--- PAGE EXTRACT ---

Great photographers depend on sound planning processes to capture great photographs. In today’s world, much of that planning comes from smart phone and PC applications. I wrote about an app called SetMyCam Pro on a post last month. I also committed that I would provide more information on how I planned the photograph of the Milky Way Galaxy over Luna’s Jacal in Big Bend last month. Here are some of the elements that I considered in order to obtain that photograph.
Composition: Having an interesting foreground is important in obtaining a good night sky photograph. I use popular search engines to find photographs of the area. In this case, I searched for “Big Bend Milky Way Photographs”. Even though I did not see the exact photograph I had envisioned, I was able to get some good foreground and lighting ideas.
Clear Skies: I guess it goes without saying, but having clear skies is a must. I use one of the many weather apps to determine which night has clear skies. The other element is heat and humidity. Cool, dry nights are the best. Hot, humid nights are less desirable.

--- REQUIREMENTS ---
A. List the weather conditions that the night sky photography text says decide which night is suitable for shooting.
B. Turn the records, from their start up to and including the line containing "x=729, y=291", into a numbered list, leaving out blank lines and the pictures.

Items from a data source

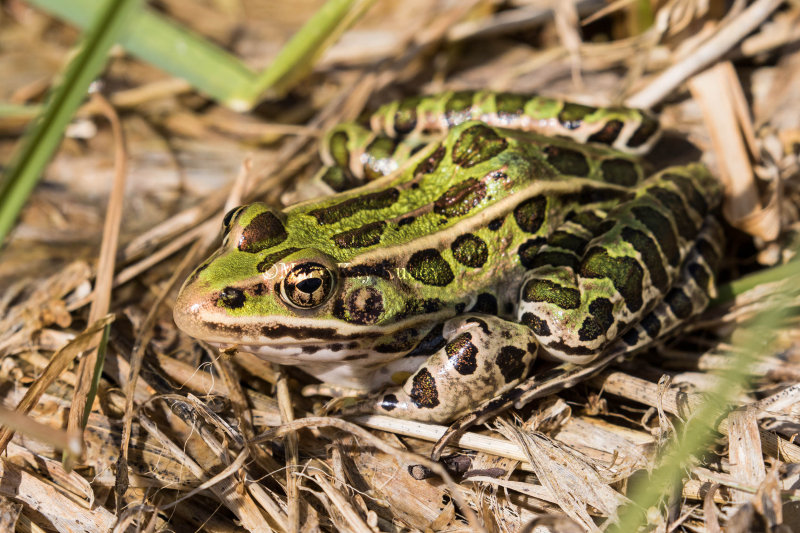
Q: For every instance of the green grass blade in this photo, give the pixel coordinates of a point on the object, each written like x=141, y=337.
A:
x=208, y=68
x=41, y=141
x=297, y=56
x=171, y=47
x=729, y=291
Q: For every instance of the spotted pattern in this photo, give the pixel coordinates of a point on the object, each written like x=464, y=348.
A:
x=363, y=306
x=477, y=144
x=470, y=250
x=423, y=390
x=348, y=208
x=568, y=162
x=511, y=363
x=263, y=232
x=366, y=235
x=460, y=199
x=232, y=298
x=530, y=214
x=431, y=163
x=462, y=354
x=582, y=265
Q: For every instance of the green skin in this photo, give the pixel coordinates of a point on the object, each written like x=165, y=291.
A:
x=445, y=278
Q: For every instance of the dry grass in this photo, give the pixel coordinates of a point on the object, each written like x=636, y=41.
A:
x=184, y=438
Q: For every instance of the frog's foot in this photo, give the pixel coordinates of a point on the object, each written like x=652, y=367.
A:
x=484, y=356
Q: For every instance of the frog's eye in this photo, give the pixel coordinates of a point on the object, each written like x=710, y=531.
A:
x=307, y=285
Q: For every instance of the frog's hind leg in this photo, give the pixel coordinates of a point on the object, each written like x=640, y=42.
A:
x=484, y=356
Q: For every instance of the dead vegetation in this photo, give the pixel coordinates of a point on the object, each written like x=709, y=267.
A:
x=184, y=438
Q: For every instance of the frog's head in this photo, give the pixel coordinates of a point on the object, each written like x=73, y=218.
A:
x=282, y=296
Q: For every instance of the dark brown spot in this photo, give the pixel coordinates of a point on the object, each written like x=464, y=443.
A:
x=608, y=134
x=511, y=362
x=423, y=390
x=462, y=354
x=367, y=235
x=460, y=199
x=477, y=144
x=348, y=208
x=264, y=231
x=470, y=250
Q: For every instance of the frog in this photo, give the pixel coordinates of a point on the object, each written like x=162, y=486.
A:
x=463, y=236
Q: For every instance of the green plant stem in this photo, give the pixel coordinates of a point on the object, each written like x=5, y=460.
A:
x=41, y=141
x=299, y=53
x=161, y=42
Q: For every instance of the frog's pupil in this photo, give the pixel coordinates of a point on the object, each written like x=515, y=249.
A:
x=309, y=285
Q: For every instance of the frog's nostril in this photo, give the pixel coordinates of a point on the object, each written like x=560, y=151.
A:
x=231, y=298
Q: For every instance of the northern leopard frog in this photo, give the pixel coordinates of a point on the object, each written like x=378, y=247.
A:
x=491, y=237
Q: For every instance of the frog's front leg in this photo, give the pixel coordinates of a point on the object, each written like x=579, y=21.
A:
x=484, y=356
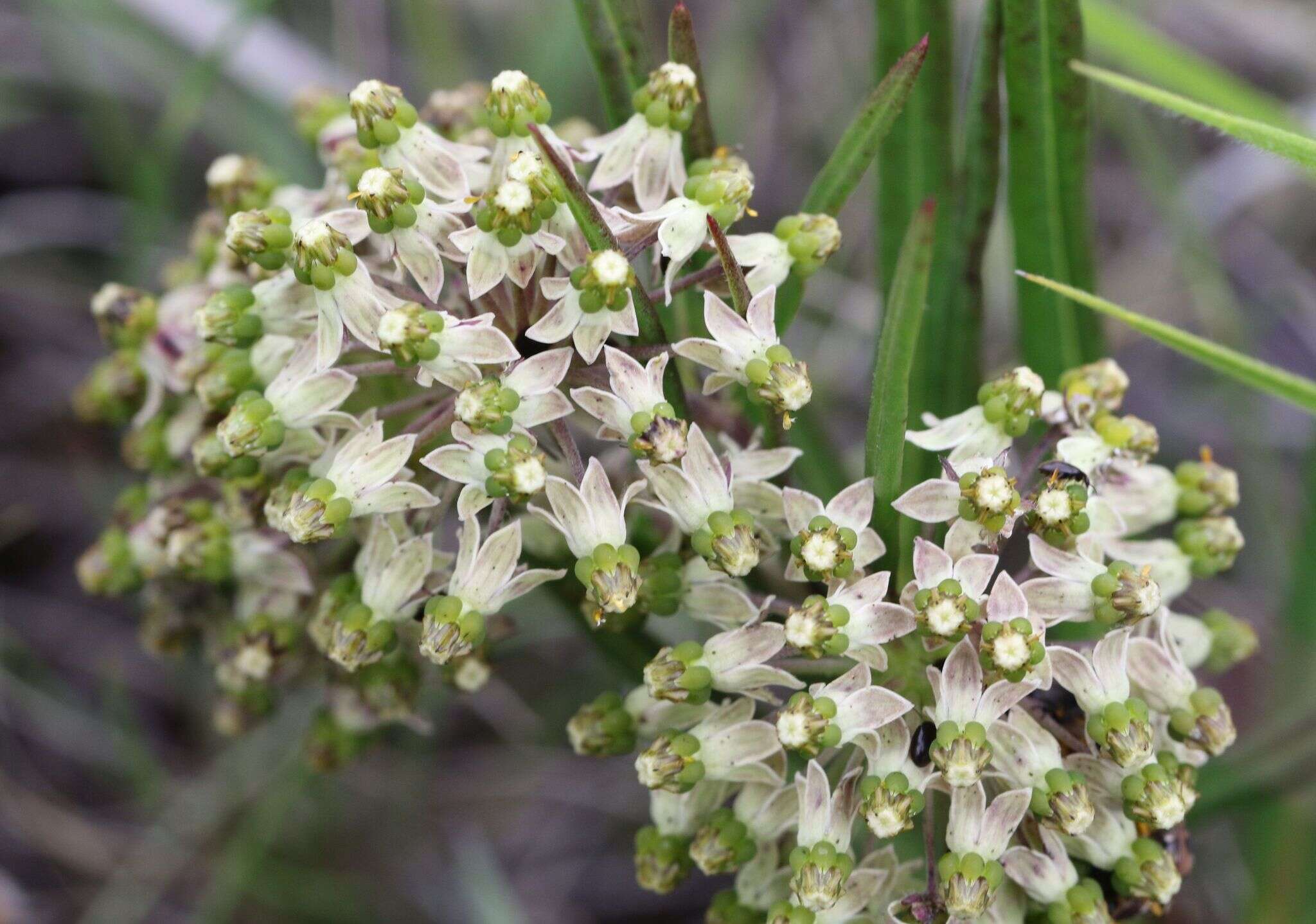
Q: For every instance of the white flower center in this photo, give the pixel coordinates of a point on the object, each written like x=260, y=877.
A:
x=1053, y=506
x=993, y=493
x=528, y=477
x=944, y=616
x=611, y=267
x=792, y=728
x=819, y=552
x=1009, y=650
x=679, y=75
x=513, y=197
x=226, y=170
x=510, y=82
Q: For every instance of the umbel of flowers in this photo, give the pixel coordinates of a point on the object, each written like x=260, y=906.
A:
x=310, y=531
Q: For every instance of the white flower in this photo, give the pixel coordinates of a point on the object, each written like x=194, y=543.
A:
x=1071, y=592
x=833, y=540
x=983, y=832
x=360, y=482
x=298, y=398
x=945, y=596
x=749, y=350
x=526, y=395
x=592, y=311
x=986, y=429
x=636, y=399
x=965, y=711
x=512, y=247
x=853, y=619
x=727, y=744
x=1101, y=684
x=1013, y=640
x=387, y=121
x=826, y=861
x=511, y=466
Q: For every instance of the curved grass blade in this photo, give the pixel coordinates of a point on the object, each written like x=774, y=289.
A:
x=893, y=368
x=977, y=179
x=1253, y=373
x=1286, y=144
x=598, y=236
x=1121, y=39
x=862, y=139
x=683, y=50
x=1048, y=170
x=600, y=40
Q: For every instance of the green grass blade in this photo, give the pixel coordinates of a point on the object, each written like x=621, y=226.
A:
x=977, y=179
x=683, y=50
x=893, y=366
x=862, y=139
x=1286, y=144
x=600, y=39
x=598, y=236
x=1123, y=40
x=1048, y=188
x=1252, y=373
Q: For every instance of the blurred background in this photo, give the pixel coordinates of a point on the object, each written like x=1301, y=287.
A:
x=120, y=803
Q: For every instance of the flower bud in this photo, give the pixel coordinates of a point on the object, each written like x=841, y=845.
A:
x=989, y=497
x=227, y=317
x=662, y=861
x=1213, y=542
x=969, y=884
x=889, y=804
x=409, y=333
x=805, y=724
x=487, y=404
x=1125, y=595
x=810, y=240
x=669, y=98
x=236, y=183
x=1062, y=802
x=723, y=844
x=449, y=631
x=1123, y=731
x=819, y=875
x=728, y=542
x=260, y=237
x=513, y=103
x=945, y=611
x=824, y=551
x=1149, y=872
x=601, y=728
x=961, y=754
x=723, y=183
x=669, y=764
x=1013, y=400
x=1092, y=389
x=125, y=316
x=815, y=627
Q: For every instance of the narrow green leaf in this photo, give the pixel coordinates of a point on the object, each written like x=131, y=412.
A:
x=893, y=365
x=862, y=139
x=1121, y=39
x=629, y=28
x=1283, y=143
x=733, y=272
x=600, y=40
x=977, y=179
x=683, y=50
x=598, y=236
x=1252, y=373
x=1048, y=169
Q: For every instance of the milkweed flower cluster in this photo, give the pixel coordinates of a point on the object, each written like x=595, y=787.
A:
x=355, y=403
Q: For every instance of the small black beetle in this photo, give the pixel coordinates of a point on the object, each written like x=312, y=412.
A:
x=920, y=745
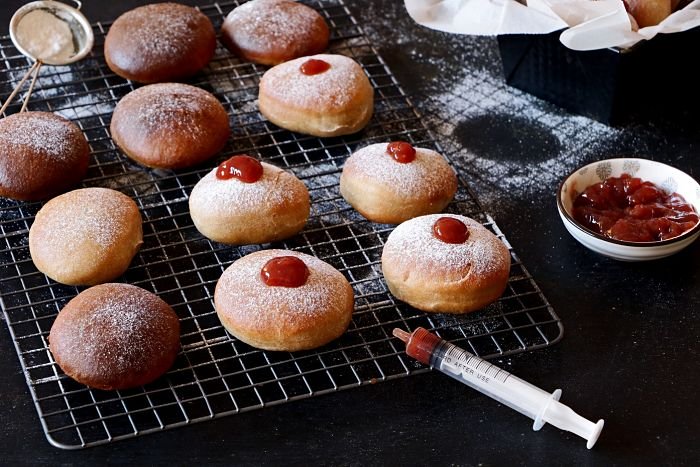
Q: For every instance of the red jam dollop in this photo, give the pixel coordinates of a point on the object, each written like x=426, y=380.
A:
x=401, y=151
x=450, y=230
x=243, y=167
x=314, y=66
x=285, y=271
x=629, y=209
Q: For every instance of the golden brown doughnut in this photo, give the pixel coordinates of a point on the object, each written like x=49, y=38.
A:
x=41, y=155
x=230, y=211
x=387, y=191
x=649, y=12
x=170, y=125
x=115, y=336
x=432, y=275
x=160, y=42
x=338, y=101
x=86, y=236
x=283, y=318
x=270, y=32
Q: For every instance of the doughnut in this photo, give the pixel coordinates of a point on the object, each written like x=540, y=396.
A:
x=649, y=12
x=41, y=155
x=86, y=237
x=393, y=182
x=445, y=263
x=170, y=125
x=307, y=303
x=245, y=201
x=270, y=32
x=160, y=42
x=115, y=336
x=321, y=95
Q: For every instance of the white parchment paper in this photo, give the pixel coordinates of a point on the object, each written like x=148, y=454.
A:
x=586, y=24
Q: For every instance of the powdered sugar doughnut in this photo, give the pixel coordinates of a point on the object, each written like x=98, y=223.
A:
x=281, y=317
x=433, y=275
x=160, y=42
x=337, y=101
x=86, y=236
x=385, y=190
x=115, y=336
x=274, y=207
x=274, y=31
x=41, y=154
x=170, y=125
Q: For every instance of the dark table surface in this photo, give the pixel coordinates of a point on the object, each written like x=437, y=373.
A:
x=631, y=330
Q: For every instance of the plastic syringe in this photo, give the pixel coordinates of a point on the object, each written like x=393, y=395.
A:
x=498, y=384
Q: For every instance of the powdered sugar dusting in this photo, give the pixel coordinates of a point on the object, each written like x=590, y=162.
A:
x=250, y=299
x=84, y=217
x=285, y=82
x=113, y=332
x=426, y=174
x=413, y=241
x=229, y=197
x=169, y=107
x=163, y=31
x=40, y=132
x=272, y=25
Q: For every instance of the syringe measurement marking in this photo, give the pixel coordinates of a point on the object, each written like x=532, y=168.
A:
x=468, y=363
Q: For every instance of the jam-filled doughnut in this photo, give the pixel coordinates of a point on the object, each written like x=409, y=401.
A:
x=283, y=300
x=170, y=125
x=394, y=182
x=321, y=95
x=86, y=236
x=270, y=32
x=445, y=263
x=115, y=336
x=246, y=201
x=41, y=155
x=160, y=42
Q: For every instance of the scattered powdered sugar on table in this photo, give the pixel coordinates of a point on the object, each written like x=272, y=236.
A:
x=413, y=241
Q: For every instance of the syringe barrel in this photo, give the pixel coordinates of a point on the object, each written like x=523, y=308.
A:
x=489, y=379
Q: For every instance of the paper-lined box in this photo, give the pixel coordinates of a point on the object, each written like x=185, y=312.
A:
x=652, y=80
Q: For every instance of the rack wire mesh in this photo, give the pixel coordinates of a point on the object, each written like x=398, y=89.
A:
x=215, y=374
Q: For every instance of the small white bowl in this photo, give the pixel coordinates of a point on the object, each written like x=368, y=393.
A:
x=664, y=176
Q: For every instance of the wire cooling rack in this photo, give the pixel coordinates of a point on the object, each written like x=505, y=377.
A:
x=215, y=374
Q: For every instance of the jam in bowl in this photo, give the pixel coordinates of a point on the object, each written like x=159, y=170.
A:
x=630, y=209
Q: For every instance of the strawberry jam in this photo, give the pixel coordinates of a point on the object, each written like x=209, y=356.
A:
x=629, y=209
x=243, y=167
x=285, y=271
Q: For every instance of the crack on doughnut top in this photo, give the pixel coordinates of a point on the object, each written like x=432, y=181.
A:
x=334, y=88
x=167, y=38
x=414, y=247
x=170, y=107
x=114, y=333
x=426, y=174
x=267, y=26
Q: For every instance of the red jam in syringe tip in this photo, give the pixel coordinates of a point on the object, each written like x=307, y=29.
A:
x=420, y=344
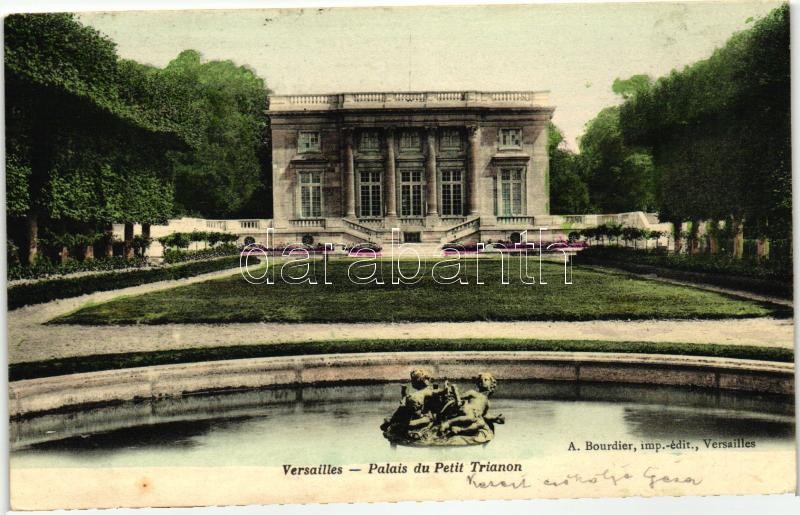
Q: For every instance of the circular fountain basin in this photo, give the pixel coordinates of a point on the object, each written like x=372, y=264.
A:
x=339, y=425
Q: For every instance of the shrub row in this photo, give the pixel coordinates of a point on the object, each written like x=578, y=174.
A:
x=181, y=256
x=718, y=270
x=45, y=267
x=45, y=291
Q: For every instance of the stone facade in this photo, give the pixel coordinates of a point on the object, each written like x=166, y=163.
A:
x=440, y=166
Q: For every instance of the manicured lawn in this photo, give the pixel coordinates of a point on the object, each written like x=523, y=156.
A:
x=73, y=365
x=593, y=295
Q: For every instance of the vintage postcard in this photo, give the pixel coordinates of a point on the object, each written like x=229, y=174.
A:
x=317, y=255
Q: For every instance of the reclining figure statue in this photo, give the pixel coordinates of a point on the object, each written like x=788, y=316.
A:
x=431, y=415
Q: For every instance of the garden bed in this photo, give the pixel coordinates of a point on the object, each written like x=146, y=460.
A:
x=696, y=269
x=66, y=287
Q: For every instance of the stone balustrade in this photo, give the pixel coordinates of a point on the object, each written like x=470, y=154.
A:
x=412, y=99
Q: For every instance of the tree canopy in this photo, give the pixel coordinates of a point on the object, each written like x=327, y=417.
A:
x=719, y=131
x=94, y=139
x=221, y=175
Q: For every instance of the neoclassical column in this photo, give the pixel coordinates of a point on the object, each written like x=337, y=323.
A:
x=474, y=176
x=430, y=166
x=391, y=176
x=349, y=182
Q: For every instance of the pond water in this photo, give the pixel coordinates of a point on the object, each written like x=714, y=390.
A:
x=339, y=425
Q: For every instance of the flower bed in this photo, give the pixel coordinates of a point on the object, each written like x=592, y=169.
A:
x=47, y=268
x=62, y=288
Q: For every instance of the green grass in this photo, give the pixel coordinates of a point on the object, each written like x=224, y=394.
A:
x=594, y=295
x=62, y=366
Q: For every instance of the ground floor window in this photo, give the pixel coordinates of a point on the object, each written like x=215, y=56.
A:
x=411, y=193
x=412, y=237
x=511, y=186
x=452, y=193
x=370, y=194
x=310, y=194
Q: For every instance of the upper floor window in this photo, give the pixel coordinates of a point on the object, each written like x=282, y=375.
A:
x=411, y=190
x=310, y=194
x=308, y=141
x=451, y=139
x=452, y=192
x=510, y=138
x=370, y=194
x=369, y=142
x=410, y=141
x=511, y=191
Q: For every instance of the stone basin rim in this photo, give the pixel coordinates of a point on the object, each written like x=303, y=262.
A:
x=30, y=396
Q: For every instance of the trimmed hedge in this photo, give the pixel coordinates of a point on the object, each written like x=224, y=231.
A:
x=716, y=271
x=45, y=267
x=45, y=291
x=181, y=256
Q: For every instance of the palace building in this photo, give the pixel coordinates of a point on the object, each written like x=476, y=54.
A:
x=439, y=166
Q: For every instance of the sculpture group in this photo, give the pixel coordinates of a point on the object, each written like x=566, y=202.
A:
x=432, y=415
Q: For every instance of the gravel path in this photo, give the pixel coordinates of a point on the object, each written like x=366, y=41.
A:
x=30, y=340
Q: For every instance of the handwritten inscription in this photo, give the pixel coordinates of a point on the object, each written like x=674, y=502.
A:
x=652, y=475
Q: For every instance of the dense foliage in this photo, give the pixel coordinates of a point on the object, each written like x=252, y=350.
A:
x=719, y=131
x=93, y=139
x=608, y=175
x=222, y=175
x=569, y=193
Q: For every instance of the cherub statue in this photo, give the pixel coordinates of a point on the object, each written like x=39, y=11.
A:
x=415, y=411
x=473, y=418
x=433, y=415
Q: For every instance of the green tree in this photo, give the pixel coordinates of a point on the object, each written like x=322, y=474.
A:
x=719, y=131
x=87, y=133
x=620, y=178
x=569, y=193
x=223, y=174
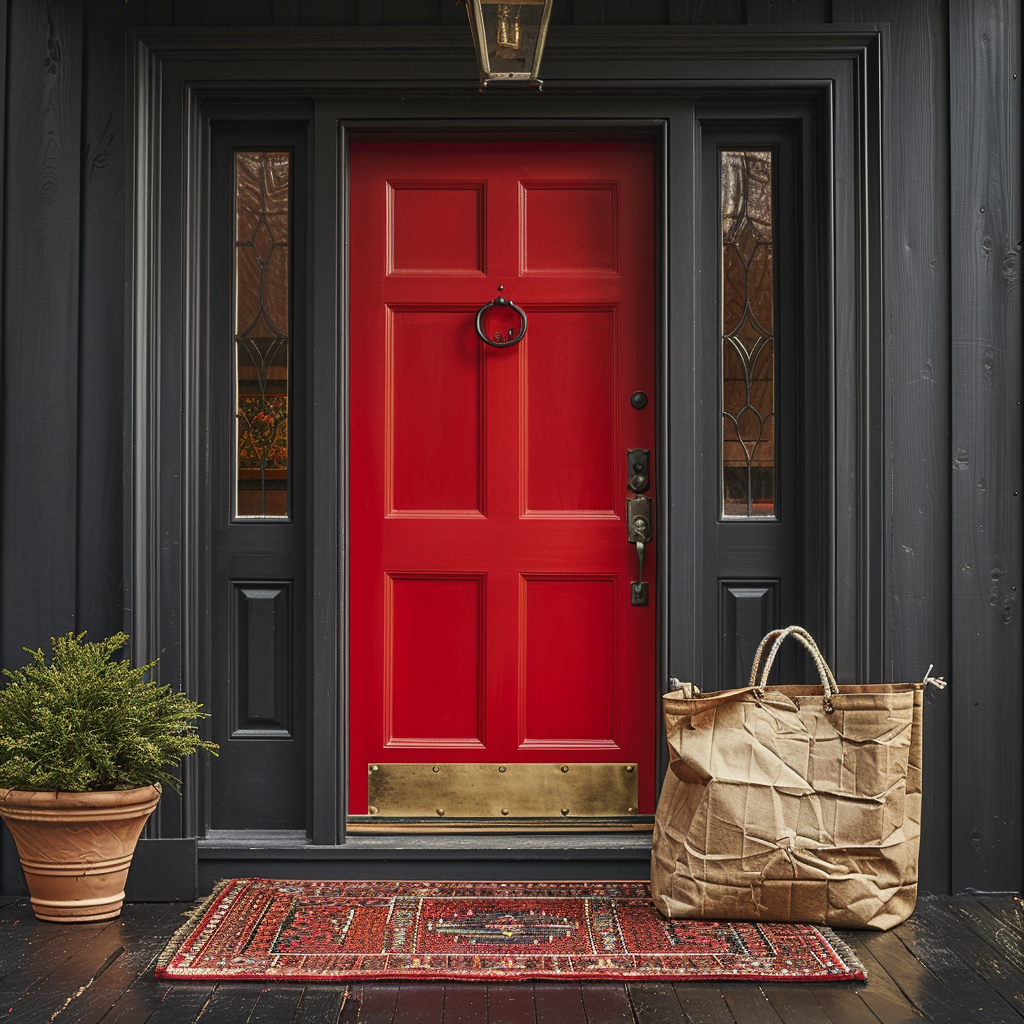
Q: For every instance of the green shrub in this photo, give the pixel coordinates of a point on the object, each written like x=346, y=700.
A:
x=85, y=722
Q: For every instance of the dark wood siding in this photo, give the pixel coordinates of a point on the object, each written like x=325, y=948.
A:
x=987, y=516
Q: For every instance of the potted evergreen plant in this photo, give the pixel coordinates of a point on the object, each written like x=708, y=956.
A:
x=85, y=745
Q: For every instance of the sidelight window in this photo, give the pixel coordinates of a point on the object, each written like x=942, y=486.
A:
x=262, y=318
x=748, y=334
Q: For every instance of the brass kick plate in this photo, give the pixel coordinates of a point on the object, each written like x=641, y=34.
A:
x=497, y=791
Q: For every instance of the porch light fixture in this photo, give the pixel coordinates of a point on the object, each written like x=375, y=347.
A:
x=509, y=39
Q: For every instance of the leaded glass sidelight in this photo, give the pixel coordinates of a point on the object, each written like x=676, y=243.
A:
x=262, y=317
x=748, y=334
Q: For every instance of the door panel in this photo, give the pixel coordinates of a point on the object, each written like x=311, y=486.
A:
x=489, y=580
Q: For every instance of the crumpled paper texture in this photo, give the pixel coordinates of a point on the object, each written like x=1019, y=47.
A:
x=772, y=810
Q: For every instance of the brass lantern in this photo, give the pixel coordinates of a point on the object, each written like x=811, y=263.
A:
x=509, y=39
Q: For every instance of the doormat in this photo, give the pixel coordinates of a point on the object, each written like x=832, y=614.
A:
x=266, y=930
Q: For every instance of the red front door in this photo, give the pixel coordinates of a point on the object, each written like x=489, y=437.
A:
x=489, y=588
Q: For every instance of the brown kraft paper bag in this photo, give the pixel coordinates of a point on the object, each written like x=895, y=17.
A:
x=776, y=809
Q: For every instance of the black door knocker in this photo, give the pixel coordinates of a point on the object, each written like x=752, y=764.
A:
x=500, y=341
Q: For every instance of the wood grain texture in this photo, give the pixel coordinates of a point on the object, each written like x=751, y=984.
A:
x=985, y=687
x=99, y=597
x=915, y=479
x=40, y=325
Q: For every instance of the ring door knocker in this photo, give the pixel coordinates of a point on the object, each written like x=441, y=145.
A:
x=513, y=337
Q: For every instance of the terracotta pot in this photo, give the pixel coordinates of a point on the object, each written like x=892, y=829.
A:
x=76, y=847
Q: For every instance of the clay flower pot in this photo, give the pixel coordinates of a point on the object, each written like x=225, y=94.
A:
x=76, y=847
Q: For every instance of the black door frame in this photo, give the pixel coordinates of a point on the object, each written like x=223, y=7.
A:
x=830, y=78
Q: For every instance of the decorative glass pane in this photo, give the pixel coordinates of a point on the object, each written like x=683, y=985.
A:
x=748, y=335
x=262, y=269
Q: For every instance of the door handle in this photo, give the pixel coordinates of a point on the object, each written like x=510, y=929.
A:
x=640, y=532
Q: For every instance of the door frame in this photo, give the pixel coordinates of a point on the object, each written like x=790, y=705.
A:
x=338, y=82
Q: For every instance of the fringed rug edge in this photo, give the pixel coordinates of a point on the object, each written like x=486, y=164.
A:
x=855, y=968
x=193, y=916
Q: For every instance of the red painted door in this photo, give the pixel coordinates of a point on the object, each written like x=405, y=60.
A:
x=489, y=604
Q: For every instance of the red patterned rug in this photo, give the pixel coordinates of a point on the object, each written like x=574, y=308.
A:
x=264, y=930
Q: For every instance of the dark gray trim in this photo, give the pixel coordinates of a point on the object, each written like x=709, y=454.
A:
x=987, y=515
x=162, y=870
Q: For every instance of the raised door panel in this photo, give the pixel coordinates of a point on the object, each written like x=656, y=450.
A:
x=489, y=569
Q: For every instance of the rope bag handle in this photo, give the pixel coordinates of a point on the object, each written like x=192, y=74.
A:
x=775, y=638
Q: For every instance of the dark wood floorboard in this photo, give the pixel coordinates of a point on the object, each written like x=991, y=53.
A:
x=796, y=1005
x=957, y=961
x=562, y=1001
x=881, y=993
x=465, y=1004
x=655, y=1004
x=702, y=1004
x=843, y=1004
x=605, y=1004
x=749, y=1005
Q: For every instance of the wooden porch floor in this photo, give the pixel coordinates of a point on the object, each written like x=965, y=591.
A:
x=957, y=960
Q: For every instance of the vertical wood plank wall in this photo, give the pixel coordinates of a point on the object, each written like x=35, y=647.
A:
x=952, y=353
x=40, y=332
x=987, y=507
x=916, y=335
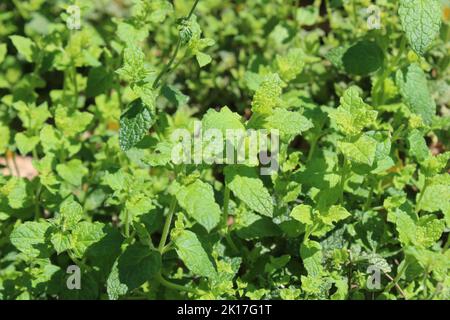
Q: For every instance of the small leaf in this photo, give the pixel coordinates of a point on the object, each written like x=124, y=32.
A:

--- ANSWERS IN ORDER ---
A.
- Clear skies
- Heat
- Humidity

B.
1. Q: For every instance of the green grass blade in this photo, give the pixel coordinates of a point on the object, each written like x=141, y=337.
2. A:
3. x=208, y=68
4. x=41, y=141
5. x=297, y=56
6. x=171, y=47
7. x=729, y=291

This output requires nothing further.